[THE REQUEST]: Output the material from its first line down to and including the line that contains "740 389 L 730" as a JSON list of strings, one string per line, leaving out blank lines.

[TASK DATA]:
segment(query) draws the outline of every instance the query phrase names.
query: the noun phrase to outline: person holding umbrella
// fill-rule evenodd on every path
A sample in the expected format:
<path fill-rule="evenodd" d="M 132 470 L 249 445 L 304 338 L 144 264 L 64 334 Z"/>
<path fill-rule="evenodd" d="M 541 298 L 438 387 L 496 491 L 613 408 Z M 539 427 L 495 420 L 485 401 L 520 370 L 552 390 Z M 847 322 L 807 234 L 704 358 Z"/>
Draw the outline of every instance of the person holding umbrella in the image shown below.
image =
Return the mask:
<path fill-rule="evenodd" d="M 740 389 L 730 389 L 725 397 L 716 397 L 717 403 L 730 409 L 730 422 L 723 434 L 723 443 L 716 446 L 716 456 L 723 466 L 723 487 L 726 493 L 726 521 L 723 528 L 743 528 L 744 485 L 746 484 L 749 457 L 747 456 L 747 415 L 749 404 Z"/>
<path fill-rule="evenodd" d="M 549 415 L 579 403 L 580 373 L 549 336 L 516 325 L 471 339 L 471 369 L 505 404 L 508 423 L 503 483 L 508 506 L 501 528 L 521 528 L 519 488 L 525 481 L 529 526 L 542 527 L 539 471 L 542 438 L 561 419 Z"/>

[RESULT]:
[
  "segment(query) draws the outline of every instance the query phrase names.",
  "query: the noun phrase to outline: person holding umbrella",
  "// fill-rule evenodd on every path",
  "A sample in the expected format:",
  "<path fill-rule=\"evenodd\" d=\"M 132 470 L 249 445 L 304 338 L 144 264 L 64 334 Z\"/>",
  "<path fill-rule=\"evenodd\" d=\"M 541 298 L 438 387 L 496 491 L 613 408 Z M 539 427 L 495 420 L 485 401 L 520 370 L 552 390 Z M 847 322 L 807 234 L 704 358 Z\"/>",
  "Draw the outline of every instance of the person holding umbrella in the image shown below.",
  "image =",
  "Return the mask:",
  "<path fill-rule=\"evenodd\" d=\"M 740 389 L 730 389 L 725 397 L 716 397 L 717 403 L 730 409 L 730 422 L 723 434 L 723 443 L 716 446 L 716 456 L 723 466 L 723 487 L 726 493 L 726 521 L 723 528 L 743 528 L 744 485 L 746 484 L 749 457 L 747 456 L 747 415 L 749 404 Z\"/>"
]